La rue et la parcelle ; alignement et mitoyenneté, plus triviale est la clôture, explicite est le panneau. Sinon la puissance symbolique de signes dissuasifs. Aux gestes barrières les dispositifs correspondants : le seuil, la porte, le mur et sa fenêtre, la grille pour ressentir l’abri offert par la distanciation. Celle que l’architecture offre à ses hôtes. Réfugiés dans ses retranchements. À la merci de ses défauts. La mise à l’écart, comme acte fondateur et salutaire enregistré dans l’art de construire, n’a d’égal que l’intention matérialisée de vivre ensemble l’espace ouvert : de la rue, des places, des parcs, des équipements, de l’éducation, des rassemblements, de l’échange, marchand ou non-marchand. Le besoin de circulation, le plaisir du multiple, le goût de l’anonymat. La démocratie appuyée sur ses lieux. Absolue nécessité de sauver le fond entourant les figures de nos vies confinées. Le droit à la ville, et celui au logement : l’un comme l’autre menacé. Blanc dilué. Noir saturé. L’espace public impraticable. Des habitats inhabitables.

**Données**

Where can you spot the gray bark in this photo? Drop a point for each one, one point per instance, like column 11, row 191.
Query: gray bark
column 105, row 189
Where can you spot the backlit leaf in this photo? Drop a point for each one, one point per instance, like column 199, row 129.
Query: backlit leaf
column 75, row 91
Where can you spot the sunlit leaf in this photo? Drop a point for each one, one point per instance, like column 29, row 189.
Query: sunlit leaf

...

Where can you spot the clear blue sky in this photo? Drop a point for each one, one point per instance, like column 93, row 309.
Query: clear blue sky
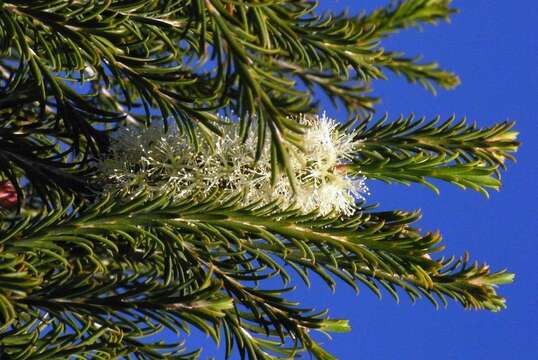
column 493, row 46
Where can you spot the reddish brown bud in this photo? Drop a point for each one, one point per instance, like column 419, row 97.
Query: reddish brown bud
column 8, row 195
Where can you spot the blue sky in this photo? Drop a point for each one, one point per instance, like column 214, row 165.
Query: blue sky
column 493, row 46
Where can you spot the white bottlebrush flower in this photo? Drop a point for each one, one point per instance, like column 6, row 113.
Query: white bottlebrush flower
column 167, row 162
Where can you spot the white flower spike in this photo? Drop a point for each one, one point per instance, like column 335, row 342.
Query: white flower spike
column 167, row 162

==

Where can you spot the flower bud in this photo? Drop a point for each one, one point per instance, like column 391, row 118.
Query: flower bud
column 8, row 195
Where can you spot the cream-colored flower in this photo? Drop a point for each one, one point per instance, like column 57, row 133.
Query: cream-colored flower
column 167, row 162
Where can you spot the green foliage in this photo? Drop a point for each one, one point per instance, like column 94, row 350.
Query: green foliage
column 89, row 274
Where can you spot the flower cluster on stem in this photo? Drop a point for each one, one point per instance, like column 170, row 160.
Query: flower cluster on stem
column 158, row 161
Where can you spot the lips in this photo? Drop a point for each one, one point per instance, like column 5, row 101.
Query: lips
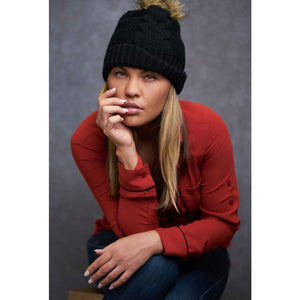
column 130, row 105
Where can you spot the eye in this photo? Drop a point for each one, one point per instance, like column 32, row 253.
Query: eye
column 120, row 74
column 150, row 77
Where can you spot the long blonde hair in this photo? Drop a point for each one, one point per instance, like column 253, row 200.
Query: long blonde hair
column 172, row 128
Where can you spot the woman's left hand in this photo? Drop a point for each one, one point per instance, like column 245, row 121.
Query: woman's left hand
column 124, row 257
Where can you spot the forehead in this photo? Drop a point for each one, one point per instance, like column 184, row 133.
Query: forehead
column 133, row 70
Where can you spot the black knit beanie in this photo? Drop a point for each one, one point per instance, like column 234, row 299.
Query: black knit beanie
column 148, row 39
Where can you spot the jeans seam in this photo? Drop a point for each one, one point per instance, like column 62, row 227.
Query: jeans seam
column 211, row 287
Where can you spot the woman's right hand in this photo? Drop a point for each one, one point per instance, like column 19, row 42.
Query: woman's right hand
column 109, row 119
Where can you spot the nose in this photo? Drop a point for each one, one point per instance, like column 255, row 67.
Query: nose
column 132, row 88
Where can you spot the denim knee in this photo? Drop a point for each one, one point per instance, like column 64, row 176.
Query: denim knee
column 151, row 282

**Consigne écrite**
Reprenez le texte à lire, celui sur l'architecture et l'espace public, juste après sa dernière phrase, et écrivez la suite.

**Réponse produite**
Peu concluantes auront été les tentatives de contournement. L’appréhension binaire de la ville demeure. Déjà l’urgence sanitaire engageait sa remise en cause au siècle passé. Le renversement de la texture à l’objet pensant dépasser ses difficultés. En matière de salubrité : la proportion en question. Son inversion comme principale réponse. En 1925, Paris esquissé par Le Corbusier – moqué par la critique et ses générations de contemporains – paraît moins fantaisiste à la lumière d’un hygiénisme réactualisé. Sans doute l’expérience du confinement aurait-elle été plus confortable, vécue sous les traits du Plan Voisin. Plus larges, les rues plus sûres. Constance d’exigences sanitaires. On connaît pourtant la limite d’une fuite en avant vers l’espace ouvert, ses manques de définition et ses excès de générosité. Colin Rowe et Fred Koetter, les premiers à éveiller les consciences, critiques d’un blanc démesuré, sinon dogmatique, appelaient dès 1978 l’impératif d’intermédiaires. Une injonction précoce à repenser la ville en gris.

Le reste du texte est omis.